List every line in the entries below that contains the word "reflection", reproducing each such line in full.

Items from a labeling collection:
────────────────────

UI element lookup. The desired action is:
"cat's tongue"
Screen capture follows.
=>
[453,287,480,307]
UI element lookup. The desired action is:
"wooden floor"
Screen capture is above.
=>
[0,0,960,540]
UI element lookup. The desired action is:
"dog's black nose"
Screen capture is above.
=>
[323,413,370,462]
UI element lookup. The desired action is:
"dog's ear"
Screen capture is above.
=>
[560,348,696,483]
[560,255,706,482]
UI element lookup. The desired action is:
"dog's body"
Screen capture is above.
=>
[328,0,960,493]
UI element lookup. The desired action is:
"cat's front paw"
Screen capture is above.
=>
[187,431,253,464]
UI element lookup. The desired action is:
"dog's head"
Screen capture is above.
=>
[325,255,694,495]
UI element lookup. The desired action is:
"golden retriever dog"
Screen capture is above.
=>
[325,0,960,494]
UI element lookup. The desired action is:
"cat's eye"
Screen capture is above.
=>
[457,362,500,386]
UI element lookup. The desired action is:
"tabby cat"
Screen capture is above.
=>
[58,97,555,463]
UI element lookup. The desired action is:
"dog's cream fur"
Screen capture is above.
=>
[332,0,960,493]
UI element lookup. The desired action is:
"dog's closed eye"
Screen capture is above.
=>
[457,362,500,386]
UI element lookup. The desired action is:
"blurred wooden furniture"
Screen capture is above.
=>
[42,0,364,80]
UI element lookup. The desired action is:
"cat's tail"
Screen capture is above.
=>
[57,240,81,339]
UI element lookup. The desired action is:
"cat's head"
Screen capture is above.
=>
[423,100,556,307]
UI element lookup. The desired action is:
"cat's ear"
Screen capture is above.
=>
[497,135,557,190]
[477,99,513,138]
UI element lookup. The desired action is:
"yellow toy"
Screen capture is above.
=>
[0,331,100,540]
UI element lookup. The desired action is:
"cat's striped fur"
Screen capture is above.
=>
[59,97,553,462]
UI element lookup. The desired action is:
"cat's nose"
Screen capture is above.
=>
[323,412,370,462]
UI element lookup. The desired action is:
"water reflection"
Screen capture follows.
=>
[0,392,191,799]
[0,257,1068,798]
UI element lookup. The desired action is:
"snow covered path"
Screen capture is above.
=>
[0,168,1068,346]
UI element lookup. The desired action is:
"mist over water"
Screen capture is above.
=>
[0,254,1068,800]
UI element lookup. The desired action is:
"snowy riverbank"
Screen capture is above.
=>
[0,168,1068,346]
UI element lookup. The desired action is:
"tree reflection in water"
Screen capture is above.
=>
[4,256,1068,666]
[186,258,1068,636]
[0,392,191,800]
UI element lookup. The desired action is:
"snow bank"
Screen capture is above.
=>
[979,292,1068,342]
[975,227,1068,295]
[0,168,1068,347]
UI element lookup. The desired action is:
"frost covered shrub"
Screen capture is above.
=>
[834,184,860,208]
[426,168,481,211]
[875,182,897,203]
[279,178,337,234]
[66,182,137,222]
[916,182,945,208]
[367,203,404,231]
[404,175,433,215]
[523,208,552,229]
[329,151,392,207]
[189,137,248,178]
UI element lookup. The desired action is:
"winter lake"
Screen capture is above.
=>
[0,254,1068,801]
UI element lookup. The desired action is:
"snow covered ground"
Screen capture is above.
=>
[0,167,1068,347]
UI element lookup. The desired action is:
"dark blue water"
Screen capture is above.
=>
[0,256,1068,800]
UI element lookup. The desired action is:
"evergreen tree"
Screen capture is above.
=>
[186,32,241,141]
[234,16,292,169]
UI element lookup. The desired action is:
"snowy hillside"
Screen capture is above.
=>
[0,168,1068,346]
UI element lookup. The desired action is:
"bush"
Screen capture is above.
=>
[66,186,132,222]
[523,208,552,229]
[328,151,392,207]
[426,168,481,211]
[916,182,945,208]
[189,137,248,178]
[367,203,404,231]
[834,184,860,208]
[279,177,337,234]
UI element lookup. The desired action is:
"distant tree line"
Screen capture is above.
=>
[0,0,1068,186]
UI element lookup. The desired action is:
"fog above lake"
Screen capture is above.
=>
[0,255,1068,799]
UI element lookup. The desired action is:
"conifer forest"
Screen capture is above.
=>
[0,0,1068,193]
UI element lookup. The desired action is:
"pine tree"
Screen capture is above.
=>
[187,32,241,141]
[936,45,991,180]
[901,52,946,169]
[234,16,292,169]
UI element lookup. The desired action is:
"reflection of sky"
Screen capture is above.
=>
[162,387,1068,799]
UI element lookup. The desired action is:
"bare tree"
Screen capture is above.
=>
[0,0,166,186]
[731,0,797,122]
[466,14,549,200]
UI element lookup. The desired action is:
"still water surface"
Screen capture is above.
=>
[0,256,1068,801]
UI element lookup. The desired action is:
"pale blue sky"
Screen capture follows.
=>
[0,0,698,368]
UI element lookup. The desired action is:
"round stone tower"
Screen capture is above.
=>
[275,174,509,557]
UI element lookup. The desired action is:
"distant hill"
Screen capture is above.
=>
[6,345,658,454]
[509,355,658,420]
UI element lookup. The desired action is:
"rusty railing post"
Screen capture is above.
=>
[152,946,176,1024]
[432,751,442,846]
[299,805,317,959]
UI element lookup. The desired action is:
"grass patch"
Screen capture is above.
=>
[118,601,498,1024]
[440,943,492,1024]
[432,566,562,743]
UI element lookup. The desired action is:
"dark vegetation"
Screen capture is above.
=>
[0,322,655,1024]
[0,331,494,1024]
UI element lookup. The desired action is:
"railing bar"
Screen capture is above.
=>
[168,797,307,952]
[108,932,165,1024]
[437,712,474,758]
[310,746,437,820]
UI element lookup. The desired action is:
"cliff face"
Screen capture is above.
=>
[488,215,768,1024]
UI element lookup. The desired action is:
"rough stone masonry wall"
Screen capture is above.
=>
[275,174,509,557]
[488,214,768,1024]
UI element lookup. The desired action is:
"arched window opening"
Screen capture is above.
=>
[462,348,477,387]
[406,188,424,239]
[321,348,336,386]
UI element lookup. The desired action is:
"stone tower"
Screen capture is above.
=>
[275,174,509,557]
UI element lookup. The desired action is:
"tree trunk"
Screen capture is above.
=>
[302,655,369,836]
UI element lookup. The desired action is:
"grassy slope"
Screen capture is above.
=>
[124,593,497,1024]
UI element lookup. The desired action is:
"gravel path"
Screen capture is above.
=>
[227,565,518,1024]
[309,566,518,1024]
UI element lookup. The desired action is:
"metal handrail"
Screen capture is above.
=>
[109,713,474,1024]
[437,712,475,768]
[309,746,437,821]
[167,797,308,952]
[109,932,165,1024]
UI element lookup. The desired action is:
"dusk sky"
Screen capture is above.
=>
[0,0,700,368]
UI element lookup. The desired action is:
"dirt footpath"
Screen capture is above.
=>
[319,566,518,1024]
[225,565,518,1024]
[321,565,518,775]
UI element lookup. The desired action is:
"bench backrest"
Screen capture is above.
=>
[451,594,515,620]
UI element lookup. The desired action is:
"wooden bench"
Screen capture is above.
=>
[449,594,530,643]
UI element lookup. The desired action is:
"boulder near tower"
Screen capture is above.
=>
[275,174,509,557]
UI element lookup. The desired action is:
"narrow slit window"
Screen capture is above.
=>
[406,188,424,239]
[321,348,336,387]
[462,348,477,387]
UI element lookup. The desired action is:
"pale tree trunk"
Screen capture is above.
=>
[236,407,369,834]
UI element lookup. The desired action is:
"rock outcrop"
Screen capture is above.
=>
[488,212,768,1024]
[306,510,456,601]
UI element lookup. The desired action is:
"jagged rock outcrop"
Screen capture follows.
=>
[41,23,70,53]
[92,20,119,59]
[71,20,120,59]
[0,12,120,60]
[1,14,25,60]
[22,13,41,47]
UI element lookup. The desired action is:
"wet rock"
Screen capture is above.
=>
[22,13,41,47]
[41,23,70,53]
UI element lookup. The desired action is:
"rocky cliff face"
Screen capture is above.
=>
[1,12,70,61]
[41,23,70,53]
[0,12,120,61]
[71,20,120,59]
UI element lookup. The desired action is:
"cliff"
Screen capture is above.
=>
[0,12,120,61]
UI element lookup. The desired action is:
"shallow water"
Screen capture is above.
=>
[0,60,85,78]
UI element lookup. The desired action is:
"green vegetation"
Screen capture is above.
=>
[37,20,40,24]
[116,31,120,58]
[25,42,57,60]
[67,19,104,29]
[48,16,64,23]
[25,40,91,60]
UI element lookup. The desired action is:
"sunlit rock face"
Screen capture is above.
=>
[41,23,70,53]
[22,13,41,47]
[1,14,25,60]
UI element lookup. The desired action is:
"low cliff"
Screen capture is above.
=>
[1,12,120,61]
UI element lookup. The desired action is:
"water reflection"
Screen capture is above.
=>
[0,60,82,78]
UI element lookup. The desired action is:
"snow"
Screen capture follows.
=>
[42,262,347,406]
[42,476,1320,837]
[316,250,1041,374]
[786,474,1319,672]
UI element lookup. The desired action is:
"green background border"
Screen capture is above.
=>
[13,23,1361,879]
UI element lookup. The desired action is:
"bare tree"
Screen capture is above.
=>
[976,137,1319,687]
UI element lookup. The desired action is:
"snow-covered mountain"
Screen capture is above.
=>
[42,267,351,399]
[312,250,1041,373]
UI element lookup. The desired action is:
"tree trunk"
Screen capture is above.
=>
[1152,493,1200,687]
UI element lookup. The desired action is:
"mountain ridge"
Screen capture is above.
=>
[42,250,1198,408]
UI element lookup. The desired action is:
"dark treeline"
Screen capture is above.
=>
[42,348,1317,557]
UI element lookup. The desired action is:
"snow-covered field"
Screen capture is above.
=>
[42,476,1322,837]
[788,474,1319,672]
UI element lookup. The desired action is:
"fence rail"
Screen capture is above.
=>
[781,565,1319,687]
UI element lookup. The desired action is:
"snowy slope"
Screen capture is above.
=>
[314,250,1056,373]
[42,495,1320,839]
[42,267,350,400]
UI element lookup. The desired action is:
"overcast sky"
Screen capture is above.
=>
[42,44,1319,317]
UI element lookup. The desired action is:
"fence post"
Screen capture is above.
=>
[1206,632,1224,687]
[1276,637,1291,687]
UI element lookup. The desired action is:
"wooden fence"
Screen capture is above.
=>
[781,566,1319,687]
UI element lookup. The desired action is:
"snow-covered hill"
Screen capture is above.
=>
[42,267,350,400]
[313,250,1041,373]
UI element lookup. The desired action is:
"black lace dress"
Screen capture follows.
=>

────────────────────

• _The response_
"water reflection"
"tree reflection in water"
"reflection of sky"
"water reflection"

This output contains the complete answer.